▶ [Problems to solve]:
1) Please quote the stretch of the trolling motor plug thread from "Although I'm probably" through "my own boats.", word for word.
2) Render this sentence from the trolling motor plug thread in Spanish: "As a rule of thumb a 12 volt trolling motor can draw up to 1 amp per pound of thrust."
--- begin Selected text ---
# Best trolling motor plug



## Vertigo

Although I'm probably the person who told you Battery Tender is the best, I'll give it an endorsement again. I've tried just about all the others, but nothing is anywhere near as solid and reliable. I've put them on dozens of boats and currently have them mounted on two of my own boats. 

http://www.amazon.com/Battery-Tender-027-0004-BK-Trolling-Connector/dp/B002UCLJG0


----------



## iMacattack

*[movedhere] General Discussion [move by] iMacattack.*


----------



## Jsangius25

I'm personally not fond of the deck mounts for trolling motors, especially in saltwater. I've had too many electrical problems, so I decided to hardwire my trolling motor directly to my battery. 

If I were to ever have a mount, I would buy a male/female waterproof adapter.

http://www.basspro.com/Trolling-Motor-Connector-Kit-8Gauge/product/12051808141522/

I hope this helps.


----------



## Vertigo

You'll need a plug if you have a quick release mount, and it's mandatory that you have a fuse or circuit breaker in the line between the battery and the trolling motor. I personally think 8 ga is too small for a TM hookup. As a rule of thumb a 12 volt trolling motor can draw up to 1 amp per pound of thrust. If you are drawing 50 amps, 6 gauge is the minimum gauge wire recommended.


----------



## swampfox

My last two boats had those MinnKota three prong twist lock plugs. And I hated those damn things. They always were giving me problems. So my advice is to steer clear of those.


----------



## Net 30

Marinco is all I've ever used…bullet proof.

http://www.marinco.com/en/products/connect/trolling-systems


----------



## MariettaMike

For deck mounting I like the Marino plugs because they are smaller and easier to install by drilling one small hole with a hole saw. If you get the three wire plug/receptacle you've got a spare terminal built in or you can do like me and wire the third wire to your battery switch. Then you can back feed from your tow vehicle to either of your batteries to charge them while towing.

http://www.marinco.com/en/12vbp


(The Battery Tender plug is industrial grade, but the knob snags a fly line.)


----------



## Vertigo

The Marinco plugs are OK in the heavier versions, but the 12vbp is only rated for 8 gauge wire. I actually had a small fire using one of these plugs years ago. It's what got me looking at Battery Tender.


----------



## MariettaMike

> The Marinco plugs are OK in the heavier versions, but the 12vbp is only rated for 8 gauge wire.  I actually had a small fire using one of these plugs years ago.  It's what got me looking at Battery Tender.
--- end Selected text ---
--- begin Provided data ---
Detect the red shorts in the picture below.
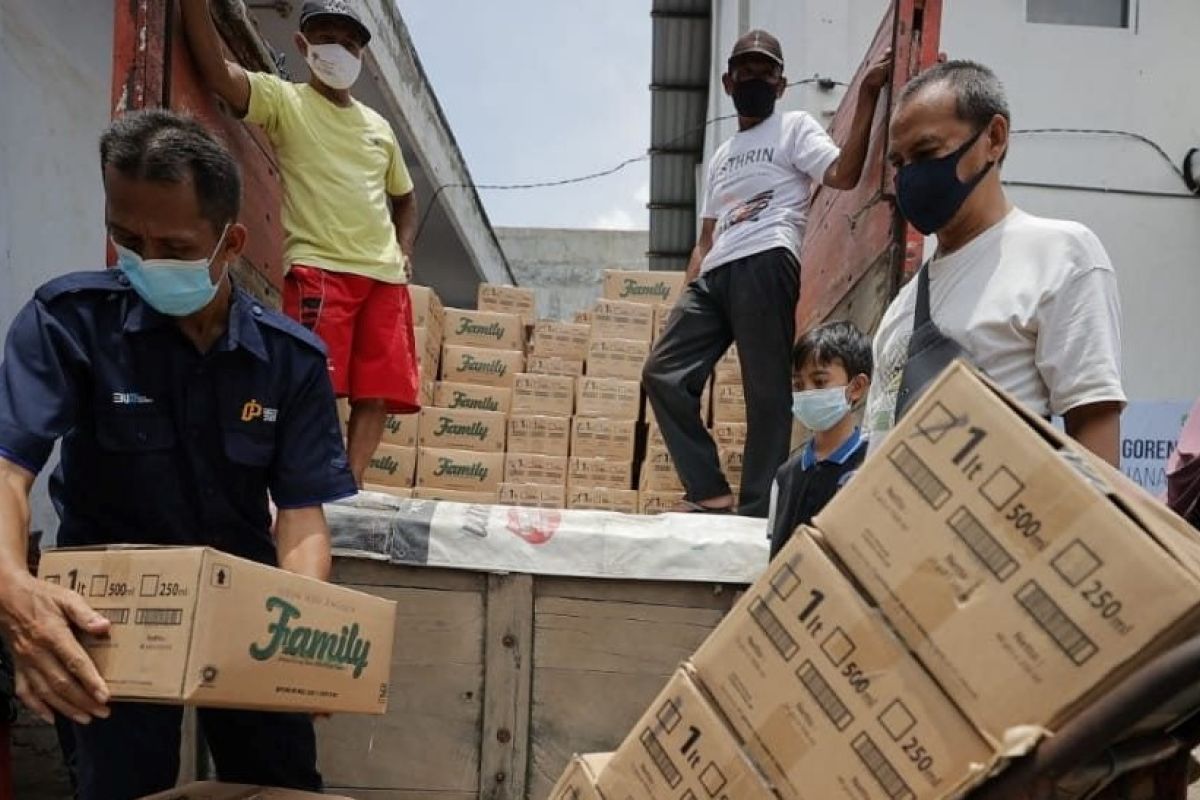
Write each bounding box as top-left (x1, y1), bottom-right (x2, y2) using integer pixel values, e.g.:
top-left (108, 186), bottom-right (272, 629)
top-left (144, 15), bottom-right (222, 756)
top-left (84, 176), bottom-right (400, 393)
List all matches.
--- end Provided data ---
▶ [Results for the exercise]:
1)
Although I'm probably the person who told you Battery Tender is the best, I'll give it an endorsement again. I've tried just about all the others, but nothing is anywhere near as solid and reliable. I've put them on dozens of boats and currently have them mounted on two of my own boats.

2) Como regla general, un motor eléctrico de curricán de 12 voltios puede consumir hasta 1 amperio por cada libra de empuje.